• [Yang Diminta]:
Hitung baris data di bawah ini yang memuat kata "mane", lalu tuliskan jumlahnya saja.

• [Baris Data]:
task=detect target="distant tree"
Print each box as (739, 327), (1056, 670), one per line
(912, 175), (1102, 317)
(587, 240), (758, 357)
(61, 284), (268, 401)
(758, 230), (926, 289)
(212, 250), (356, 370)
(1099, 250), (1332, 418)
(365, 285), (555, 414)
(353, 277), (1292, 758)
--
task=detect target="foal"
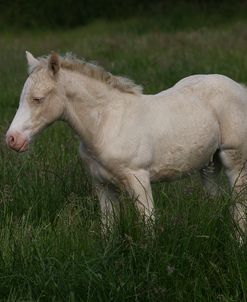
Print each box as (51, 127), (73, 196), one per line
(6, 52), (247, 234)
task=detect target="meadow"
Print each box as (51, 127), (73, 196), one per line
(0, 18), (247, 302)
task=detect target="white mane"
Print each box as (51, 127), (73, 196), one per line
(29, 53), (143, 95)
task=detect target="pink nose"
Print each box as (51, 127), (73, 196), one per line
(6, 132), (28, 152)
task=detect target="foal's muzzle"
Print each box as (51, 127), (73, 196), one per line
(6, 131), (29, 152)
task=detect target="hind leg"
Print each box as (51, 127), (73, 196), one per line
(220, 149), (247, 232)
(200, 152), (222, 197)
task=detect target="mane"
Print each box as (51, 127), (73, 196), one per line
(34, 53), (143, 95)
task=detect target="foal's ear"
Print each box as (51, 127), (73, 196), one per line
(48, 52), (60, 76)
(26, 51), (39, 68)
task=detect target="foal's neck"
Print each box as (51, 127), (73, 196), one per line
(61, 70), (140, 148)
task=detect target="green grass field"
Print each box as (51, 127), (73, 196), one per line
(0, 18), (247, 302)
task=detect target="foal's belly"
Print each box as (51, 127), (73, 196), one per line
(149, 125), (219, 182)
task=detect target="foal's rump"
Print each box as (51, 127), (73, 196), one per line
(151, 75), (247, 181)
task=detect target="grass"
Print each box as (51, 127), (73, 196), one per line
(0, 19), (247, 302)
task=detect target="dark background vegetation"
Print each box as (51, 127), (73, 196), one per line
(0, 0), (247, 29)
* * *
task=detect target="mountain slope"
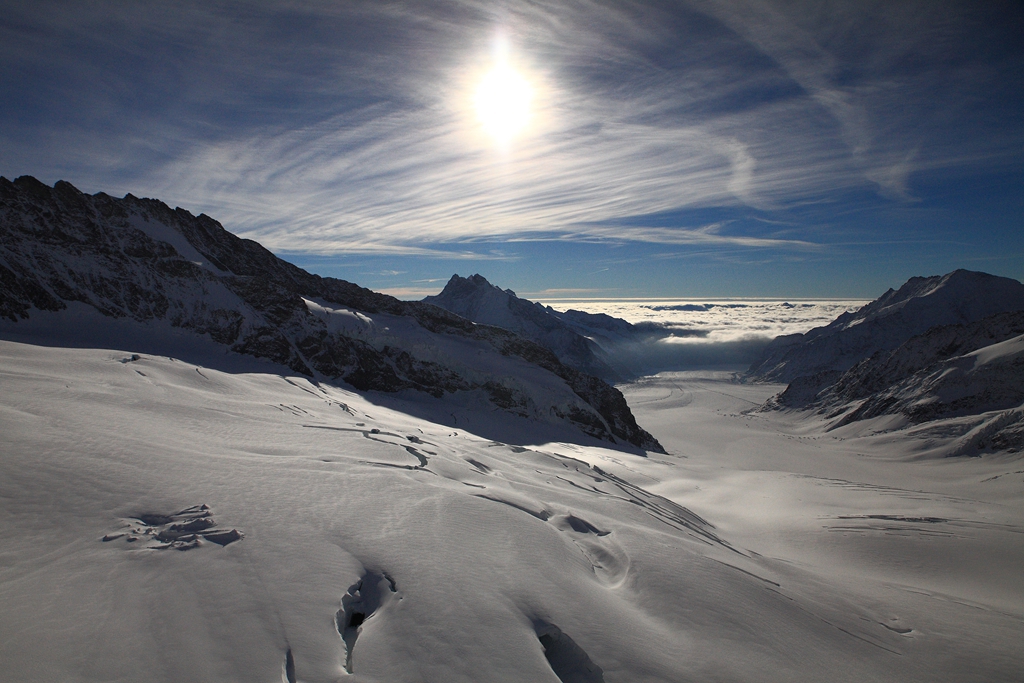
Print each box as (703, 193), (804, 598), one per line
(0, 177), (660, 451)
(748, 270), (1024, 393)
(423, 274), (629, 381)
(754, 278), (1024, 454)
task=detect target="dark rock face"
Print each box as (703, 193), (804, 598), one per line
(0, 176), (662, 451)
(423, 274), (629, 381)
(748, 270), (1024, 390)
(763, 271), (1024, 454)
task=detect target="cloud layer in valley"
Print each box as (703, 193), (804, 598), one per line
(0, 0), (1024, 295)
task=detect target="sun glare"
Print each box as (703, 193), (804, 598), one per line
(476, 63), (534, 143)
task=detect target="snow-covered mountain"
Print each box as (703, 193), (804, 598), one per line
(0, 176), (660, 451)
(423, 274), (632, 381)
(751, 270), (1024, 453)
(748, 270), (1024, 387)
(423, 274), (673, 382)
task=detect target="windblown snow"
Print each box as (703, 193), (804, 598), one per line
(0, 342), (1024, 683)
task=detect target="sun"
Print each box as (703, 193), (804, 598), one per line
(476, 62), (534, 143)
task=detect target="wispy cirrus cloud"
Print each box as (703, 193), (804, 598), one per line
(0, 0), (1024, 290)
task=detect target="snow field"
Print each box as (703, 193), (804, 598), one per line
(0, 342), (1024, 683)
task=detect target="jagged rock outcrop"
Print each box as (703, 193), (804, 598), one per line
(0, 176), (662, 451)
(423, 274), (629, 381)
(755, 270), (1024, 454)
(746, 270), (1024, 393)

• [Hasil Tugas]:
2